__提示された抜粋__
====================
城田トート、ヤバすぎ! 息ができなくなりそう。
今までとまったく違うエリザベートを見てる気がする。
これはロックだ!ハプスブルクというクラシックへの斬り込みだ!
後半へ続く!
…と、1幕終わって段階でTwitterにつぶやいてしまった。
1人で観劇だったこともあり、もう誰かに言いたくてたまらなかったの。
「後半へ続く!」と書いた、その後半。
1幕はほんとに見事に黄泉の帝王としての雰囲気を作っていたんだけど、
(それはつまり、歌も見事だったってこと)
後半の序盤はちょっとフツーの人っぽい歌い方になってしまいました。
こういうところは、
やっぱり山口さんはさすがだな、絶対ぶれないな、って思った。
けれど、
幼いルドルフを値踏みするように眺めるところなどは、
もうコワさも尋常ではなく。
さらに成長したルドルフ(浦井健治)とのからみは最高!
浦井ルドルフ自身が、初演のときよりはるかに成長していて、
歌も踊りもだけど、表情の作り方がすごいの。
皇太子の素直さも、素直なだけに騙されやすかったり、
すがる目、拒否されて戸惑う目、
自分が注目されたいという虚栄心の目、
すべてを失ったときの絶望のなかで見せる自嘲の目、
なんて細やかな演技なんだろう……。
もうこの人は、そのうち皇太子から皇帝役になるんだろうな、と。
城田と浦井でエリザをめぐる三角関係を、
あと10年もしないうちに見られそうな気がします。
私は実は朝海エリザも初見なんですが、
いろいろ言われてるわりに、私は好きでした。
幕間に、観客が「私たちの耳が慣れてきたのかも」とかおっしゃってましたけど、
彼女は自分のエリザを獲得しつつあるんだと思う。
====================
__与えられたデータ__
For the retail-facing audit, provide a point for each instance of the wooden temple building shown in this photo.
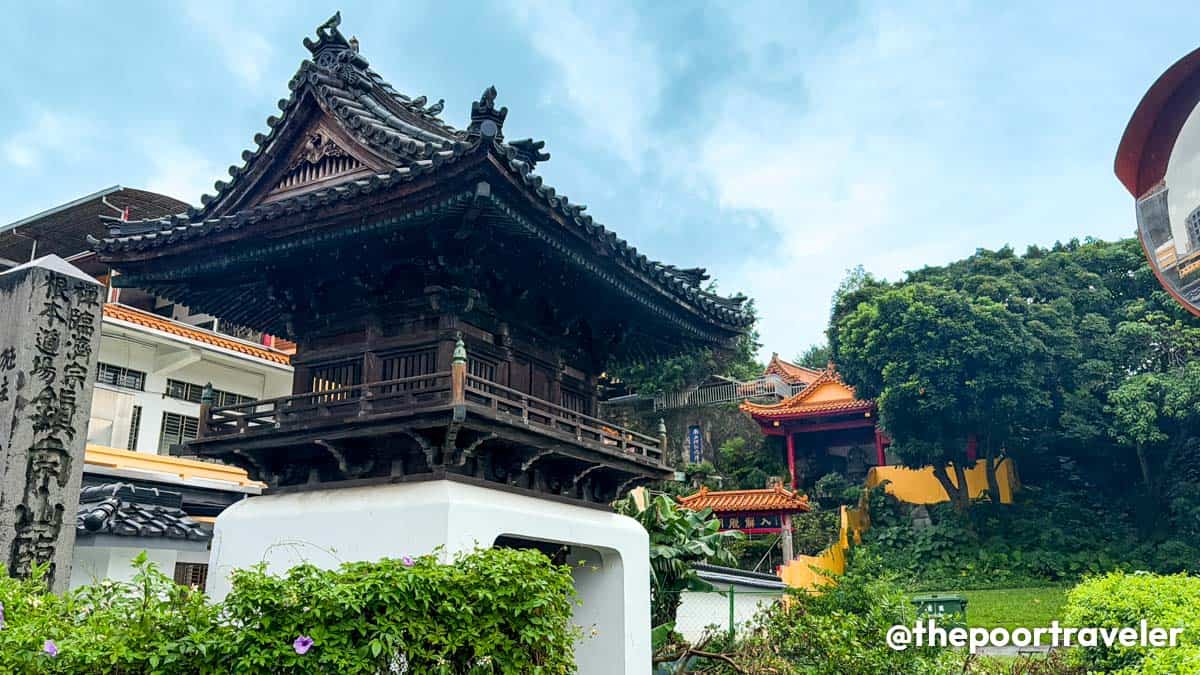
(451, 310)
(825, 426)
(754, 512)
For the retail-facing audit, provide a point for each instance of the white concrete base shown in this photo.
(328, 527)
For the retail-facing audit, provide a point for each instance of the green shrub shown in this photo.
(496, 610)
(843, 628)
(1120, 599)
(1049, 536)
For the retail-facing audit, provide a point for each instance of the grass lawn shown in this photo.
(1012, 608)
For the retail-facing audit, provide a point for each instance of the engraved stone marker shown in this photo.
(49, 334)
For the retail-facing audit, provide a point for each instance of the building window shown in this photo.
(177, 429)
(408, 364)
(1193, 223)
(135, 428)
(119, 376)
(481, 369)
(192, 574)
(335, 376)
(193, 393)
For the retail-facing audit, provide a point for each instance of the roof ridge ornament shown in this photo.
(531, 151)
(487, 120)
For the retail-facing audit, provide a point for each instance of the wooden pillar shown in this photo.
(789, 548)
(459, 374)
(791, 455)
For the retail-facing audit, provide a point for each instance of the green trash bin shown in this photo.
(948, 609)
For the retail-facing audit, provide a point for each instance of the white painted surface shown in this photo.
(328, 527)
(167, 357)
(105, 556)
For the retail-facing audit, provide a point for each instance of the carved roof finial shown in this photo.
(487, 121)
(531, 151)
(329, 37)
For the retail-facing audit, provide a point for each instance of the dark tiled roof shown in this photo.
(411, 137)
(126, 511)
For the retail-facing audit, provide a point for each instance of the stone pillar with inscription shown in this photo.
(49, 335)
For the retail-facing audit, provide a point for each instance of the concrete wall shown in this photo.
(163, 358)
(327, 527)
(106, 556)
(701, 610)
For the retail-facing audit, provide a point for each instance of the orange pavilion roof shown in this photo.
(147, 320)
(825, 395)
(791, 372)
(774, 499)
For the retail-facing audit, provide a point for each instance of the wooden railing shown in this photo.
(533, 411)
(413, 394)
(771, 386)
(402, 394)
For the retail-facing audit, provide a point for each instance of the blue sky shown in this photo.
(778, 145)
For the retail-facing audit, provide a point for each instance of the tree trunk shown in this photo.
(958, 495)
(1145, 469)
(960, 475)
(989, 469)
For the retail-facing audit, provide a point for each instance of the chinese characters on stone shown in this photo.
(63, 353)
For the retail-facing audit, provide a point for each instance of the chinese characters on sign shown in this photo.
(753, 521)
(46, 360)
(695, 444)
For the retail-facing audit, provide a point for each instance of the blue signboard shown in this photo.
(695, 444)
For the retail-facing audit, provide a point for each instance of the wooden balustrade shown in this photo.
(421, 393)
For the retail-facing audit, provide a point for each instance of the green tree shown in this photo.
(1156, 413)
(943, 366)
(679, 538)
(815, 357)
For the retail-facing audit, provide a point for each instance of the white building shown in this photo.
(155, 360)
(153, 371)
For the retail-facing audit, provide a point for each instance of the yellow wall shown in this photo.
(811, 572)
(919, 487)
(114, 458)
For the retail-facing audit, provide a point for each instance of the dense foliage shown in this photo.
(1072, 351)
(1050, 535)
(496, 610)
(1120, 599)
(679, 538)
(840, 629)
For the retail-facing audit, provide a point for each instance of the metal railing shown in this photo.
(771, 386)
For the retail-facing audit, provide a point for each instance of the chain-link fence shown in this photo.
(725, 609)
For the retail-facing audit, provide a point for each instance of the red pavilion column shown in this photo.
(791, 455)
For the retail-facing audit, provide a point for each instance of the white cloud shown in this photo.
(178, 169)
(610, 75)
(847, 171)
(245, 52)
(57, 137)
(840, 175)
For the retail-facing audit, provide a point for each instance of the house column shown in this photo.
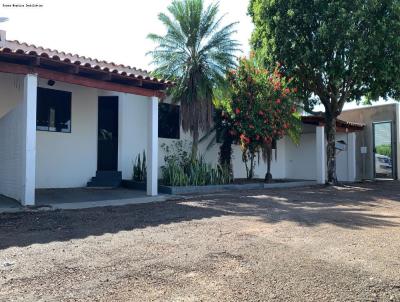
(152, 147)
(351, 156)
(29, 139)
(397, 149)
(320, 154)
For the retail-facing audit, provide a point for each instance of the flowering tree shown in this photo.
(262, 110)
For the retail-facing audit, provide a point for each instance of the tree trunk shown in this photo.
(251, 172)
(195, 144)
(225, 153)
(268, 176)
(331, 149)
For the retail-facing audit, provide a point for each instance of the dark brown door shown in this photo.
(107, 145)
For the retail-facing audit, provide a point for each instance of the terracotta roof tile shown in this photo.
(33, 50)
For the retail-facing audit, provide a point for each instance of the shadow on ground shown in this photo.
(351, 207)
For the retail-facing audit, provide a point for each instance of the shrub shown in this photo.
(140, 168)
(181, 169)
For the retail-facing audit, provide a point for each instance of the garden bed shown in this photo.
(242, 184)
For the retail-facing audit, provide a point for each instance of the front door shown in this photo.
(383, 150)
(107, 145)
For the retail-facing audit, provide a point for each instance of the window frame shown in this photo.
(48, 105)
(176, 107)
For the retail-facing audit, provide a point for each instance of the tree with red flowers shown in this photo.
(262, 110)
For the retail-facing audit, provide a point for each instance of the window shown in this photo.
(53, 110)
(168, 121)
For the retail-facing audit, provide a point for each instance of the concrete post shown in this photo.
(397, 149)
(351, 156)
(29, 140)
(152, 148)
(320, 154)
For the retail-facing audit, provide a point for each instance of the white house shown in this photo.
(63, 117)
(68, 121)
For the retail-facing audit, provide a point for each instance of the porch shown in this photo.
(56, 145)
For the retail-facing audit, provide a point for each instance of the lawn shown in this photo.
(308, 244)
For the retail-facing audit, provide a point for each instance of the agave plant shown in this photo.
(196, 52)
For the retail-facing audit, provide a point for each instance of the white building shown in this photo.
(65, 119)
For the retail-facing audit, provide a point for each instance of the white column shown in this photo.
(351, 156)
(397, 158)
(321, 154)
(29, 145)
(152, 147)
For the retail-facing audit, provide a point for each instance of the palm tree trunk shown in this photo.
(331, 149)
(195, 144)
(268, 176)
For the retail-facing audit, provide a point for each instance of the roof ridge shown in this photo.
(79, 56)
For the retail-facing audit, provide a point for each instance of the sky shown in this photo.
(111, 30)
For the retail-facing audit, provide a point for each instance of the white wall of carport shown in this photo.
(17, 144)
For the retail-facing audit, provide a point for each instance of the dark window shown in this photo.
(53, 110)
(168, 121)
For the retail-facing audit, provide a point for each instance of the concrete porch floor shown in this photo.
(79, 198)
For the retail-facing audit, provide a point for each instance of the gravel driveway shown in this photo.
(308, 244)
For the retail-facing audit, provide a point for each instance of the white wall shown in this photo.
(211, 156)
(11, 91)
(17, 137)
(301, 160)
(11, 153)
(69, 159)
(132, 131)
(11, 135)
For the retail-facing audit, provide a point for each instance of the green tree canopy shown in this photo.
(337, 51)
(196, 53)
(261, 110)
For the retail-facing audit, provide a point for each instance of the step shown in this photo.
(109, 174)
(102, 183)
(110, 179)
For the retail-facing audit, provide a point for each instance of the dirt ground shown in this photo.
(308, 244)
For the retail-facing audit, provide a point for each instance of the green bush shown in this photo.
(139, 168)
(181, 170)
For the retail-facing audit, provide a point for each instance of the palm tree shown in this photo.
(196, 52)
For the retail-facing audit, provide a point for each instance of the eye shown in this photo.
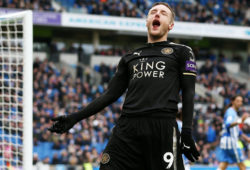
(153, 11)
(164, 13)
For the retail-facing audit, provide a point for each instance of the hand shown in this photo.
(188, 147)
(62, 124)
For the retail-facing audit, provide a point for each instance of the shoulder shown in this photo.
(180, 46)
(230, 112)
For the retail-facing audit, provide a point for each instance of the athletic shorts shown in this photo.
(231, 156)
(143, 144)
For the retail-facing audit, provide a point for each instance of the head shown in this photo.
(160, 21)
(237, 102)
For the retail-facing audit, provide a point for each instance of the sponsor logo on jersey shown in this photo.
(105, 158)
(137, 53)
(167, 51)
(191, 66)
(143, 59)
(146, 69)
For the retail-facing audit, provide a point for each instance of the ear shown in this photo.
(147, 21)
(171, 26)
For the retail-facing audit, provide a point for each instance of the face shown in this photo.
(159, 21)
(238, 101)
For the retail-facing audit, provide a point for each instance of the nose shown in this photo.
(157, 15)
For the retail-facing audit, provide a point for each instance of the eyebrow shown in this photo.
(162, 10)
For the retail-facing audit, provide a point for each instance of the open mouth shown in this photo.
(156, 23)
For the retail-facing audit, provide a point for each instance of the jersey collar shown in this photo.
(158, 43)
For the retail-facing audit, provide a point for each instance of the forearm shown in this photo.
(188, 92)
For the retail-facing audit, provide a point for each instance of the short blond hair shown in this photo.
(167, 5)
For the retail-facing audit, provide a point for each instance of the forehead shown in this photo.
(238, 98)
(161, 7)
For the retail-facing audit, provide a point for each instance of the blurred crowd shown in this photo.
(231, 12)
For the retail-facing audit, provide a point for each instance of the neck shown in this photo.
(154, 39)
(236, 109)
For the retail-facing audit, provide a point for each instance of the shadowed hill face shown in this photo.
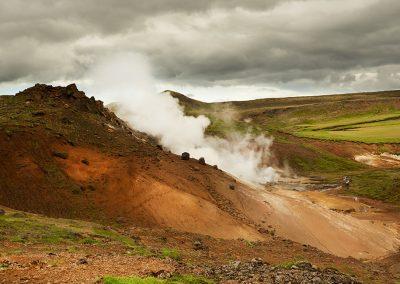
(65, 155)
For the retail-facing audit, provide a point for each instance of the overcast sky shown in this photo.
(213, 50)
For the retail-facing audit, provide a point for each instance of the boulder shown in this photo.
(185, 156)
(61, 155)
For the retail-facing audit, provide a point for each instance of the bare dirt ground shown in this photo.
(384, 160)
(338, 225)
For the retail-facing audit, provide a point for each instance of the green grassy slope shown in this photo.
(296, 123)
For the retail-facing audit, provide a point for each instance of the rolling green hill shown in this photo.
(319, 136)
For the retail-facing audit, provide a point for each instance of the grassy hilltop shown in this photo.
(319, 136)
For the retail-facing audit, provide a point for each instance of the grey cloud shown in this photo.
(279, 43)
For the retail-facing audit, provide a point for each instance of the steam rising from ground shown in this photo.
(127, 80)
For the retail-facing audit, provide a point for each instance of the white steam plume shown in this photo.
(127, 80)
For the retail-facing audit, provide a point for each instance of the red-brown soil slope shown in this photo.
(65, 155)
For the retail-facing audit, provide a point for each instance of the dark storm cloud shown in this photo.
(335, 42)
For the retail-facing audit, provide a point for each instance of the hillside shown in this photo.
(120, 194)
(332, 136)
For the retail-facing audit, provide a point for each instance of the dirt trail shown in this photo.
(317, 222)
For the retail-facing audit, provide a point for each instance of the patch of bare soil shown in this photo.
(384, 160)
(323, 221)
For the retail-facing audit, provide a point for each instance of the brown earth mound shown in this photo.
(65, 155)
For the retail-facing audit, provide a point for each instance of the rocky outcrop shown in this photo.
(258, 271)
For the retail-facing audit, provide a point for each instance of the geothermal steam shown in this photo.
(127, 80)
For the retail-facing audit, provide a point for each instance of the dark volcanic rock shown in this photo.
(185, 156)
(258, 271)
(202, 161)
(61, 155)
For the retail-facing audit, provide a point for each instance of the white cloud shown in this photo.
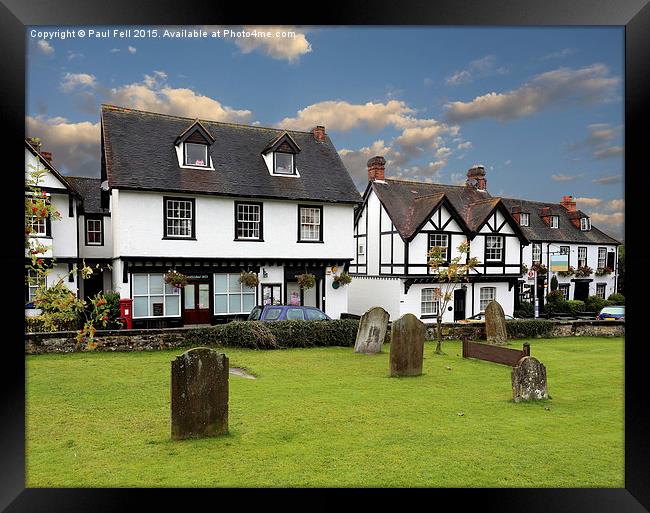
(74, 146)
(45, 47)
(279, 46)
(479, 68)
(587, 84)
(72, 81)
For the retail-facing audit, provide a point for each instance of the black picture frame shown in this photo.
(633, 14)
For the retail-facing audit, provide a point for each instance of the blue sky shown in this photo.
(541, 108)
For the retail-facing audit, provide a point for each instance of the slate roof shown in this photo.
(140, 154)
(90, 191)
(566, 231)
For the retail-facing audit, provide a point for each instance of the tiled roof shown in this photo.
(140, 154)
(566, 231)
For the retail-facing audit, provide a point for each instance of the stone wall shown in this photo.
(152, 340)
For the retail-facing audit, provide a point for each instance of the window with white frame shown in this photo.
(231, 296)
(94, 232)
(429, 302)
(196, 154)
(440, 240)
(179, 217)
(582, 256)
(524, 219)
(152, 297)
(494, 248)
(310, 224)
(602, 258)
(564, 288)
(249, 221)
(487, 294)
(283, 163)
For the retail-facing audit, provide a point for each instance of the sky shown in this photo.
(541, 108)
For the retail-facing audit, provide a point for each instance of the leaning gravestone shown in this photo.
(529, 380)
(407, 346)
(199, 394)
(495, 324)
(372, 331)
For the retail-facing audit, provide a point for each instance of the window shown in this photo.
(582, 256)
(196, 154)
(283, 163)
(34, 282)
(152, 297)
(94, 232)
(494, 248)
(602, 258)
(429, 301)
(440, 240)
(564, 288)
(487, 294)
(232, 296)
(310, 226)
(524, 219)
(179, 218)
(248, 221)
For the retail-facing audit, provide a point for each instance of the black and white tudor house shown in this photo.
(211, 200)
(400, 220)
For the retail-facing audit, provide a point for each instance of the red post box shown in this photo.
(126, 311)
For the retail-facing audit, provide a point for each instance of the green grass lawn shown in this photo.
(329, 417)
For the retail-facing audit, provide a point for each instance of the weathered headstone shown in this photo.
(199, 394)
(407, 346)
(529, 380)
(372, 331)
(495, 324)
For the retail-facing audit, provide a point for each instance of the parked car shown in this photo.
(271, 313)
(612, 313)
(481, 318)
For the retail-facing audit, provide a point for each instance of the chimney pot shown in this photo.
(319, 133)
(376, 168)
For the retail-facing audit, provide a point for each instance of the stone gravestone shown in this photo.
(495, 324)
(529, 380)
(407, 346)
(372, 331)
(199, 394)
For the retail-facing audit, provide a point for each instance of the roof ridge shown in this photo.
(118, 108)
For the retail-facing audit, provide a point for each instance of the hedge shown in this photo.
(280, 334)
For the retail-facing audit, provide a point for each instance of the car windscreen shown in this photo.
(272, 314)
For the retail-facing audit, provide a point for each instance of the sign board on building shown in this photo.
(559, 263)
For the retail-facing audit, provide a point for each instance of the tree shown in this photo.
(449, 273)
(59, 305)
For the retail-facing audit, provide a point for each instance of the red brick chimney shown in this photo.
(319, 133)
(476, 177)
(568, 203)
(376, 168)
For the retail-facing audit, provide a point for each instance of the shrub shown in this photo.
(529, 329)
(525, 310)
(616, 299)
(595, 304)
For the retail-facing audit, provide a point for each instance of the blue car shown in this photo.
(612, 313)
(271, 313)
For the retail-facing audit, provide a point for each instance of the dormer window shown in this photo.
(283, 163)
(196, 154)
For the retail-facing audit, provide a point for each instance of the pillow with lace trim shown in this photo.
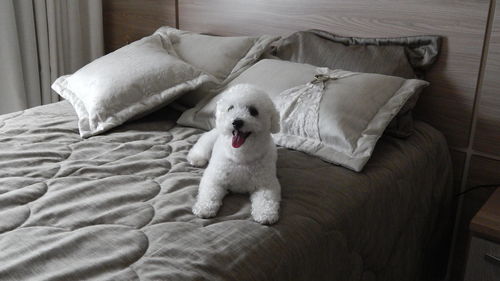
(335, 115)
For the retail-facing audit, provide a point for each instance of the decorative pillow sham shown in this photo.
(223, 57)
(337, 116)
(128, 82)
(406, 57)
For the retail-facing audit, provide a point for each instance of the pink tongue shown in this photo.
(238, 140)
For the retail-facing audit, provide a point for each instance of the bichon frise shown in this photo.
(241, 154)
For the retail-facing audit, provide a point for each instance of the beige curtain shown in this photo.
(41, 40)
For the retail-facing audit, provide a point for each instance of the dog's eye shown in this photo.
(253, 111)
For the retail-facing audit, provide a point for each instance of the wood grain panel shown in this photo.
(128, 20)
(447, 104)
(487, 137)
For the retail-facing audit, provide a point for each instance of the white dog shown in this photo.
(242, 154)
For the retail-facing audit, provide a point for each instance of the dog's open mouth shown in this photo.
(239, 138)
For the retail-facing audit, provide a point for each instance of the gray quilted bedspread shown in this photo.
(118, 207)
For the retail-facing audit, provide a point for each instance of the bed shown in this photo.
(118, 207)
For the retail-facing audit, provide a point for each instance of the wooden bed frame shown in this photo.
(463, 100)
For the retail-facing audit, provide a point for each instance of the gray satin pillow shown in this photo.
(407, 57)
(339, 121)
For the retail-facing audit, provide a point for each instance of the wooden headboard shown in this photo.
(463, 100)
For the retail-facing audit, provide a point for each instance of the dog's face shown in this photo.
(245, 112)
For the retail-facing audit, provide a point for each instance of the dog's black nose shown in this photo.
(237, 124)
====================
__取り組む課題__
1 > 抜粋の筆者が1幕の終わった段階でTwitterに感想をつぶやいた理由を、抜粋の記述に基づいて1〜3文で説明してください。
2 > 抜粋について、次の問いにそれぞれ答えてください。
(a) 浦井健治が演じている役は何ですか。
(b) 筆者が朝海エリザを観るのは初めてですか。
(c) 筆者があと10年もしないうちに見られそうだと感じているものは何ですか。
3 > 抜粋のうち、「皇太子の素直さも、素直なだけに騙されやすかったり、」から「彼女は自分のエリザを獲得しつつあるんだと思う。」までの部分を一字一句そのまま書き出してください。

__演習の結果__
1 > 筆者は1人で観劇していたこともあり、誰かに言いたくてたまらなかったため、1幕が終わった段階でTwitterにつぶやいてしまいました。

2 >
(a) ルドルフ(皇太子)
(b) はい、初見です。
(c) 城田と浦井によるエリザをめぐる三角関係

3 >
皇太子の素直さも、素直なだけに騙されやすかったり、
すがる目、拒否されて戸惑う目、
自分が注目されたいという虚栄心の目、
すべてを失ったときの絶望のなかで見せる自嘲の目、
なんて細やかな演技なんだろう……。
もうこの人は、そのうち皇太子から皇帝役になるんだろうな、と。
城田と浦井でエリザをめぐる三角関係を、
あと10年もしないうちに見られそうな気がします。
私は実は朝海エリザも初見なんですが、
いろいろ言われてるわりに、私は好きでした。
幕間に、観客が「私たちの耳が慣れてきたのかも」とかおっしゃってましたけど、
彼女は自分のエリザを獲得しつつあるんだと思う。